_Activity_:
Of the entries below, return exactly those lines that fall between the one containing "Could you please pick out the salt" and the one containing "Could you please pick out the glass", the two end lines included.

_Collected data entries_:
◆ ◆ ◆ ◆ ◆

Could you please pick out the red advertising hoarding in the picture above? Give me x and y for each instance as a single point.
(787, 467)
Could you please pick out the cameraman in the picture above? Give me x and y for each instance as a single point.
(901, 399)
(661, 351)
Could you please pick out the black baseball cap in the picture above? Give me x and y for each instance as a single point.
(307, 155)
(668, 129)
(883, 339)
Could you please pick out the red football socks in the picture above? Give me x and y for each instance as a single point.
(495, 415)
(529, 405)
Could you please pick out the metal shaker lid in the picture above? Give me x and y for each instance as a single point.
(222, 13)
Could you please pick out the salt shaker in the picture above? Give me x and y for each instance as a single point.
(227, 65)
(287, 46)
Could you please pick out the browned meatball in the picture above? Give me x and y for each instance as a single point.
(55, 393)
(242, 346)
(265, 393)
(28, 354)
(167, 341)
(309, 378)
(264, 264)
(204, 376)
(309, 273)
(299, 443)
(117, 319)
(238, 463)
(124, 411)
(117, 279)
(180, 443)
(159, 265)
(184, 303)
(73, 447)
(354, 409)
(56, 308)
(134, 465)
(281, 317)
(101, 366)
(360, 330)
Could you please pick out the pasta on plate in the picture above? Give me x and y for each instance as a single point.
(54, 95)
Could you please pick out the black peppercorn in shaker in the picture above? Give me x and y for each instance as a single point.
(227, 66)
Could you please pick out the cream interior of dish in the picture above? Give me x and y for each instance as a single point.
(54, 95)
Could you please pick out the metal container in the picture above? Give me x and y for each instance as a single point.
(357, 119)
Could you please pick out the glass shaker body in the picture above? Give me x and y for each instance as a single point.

◆ ◆ ◆ ◆ ◆

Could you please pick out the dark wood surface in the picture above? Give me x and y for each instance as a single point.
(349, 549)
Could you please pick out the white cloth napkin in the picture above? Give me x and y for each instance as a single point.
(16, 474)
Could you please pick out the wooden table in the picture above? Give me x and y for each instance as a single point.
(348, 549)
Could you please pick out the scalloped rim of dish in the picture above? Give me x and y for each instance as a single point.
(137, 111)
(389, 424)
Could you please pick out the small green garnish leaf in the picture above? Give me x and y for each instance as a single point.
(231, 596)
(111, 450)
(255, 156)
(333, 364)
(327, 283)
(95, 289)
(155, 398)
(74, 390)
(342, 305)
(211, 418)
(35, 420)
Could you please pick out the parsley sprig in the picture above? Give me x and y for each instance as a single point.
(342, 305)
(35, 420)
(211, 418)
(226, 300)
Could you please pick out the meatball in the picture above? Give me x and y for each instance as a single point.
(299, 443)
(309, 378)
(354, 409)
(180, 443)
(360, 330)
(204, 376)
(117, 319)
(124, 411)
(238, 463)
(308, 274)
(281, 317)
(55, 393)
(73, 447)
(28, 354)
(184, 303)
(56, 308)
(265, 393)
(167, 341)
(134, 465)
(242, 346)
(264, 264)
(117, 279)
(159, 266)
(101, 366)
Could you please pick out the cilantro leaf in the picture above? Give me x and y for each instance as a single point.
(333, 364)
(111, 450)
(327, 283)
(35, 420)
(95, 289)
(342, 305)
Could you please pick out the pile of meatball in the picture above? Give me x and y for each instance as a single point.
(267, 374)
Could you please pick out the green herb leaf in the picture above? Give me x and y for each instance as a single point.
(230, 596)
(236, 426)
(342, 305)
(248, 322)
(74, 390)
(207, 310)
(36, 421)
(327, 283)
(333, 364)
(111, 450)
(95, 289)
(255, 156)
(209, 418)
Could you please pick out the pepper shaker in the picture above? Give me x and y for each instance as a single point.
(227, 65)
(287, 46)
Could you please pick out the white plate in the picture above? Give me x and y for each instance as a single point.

◆ ◆ ◆ ◆ ◆

_Solution for this problem_:
Could you please pick out the salt shaker in the picture above? Give me x and y for each instance as a single point.
(227, 65)
(287, 46)
Could you please pick out the browned meatball in the picture above? Give me x and y for each instance as a single point.
(55, 393)
(242, 346)
(265, 393)
(28, 354)
(167, 341)
(309, 378)
(264, 264)
(204, 376)
(309, 273)
(299, 443)
(117, 319)
(238, 463)
(124, 411)
(117, 279)
(180, 443)
(159, 265)
(184, 303)
(73, 447)
(354, 409)
(56, 308)
(134, 465)
(281, 317)
(101, 366)
(360, 330)
Could you please pick out the pasta on plate in the picture above? Give me x and y for each instance as a single point.
(54, 95)
Could you please pick out the black peppercorn in shaker in the picture above? Give me x and y for each instance as a single point.
(227, 66)
Could you please pick out the cream interior of dish in the picture above? Give me x and y for each instance as a single point.
(54, 95)
Could you please pick out the metal container in the picture above? Give me x and y for each instance as a single point.
(357, 119)
Could you please pick out the glass shaker body in the picture above? Give me x and y for each instance as a single point.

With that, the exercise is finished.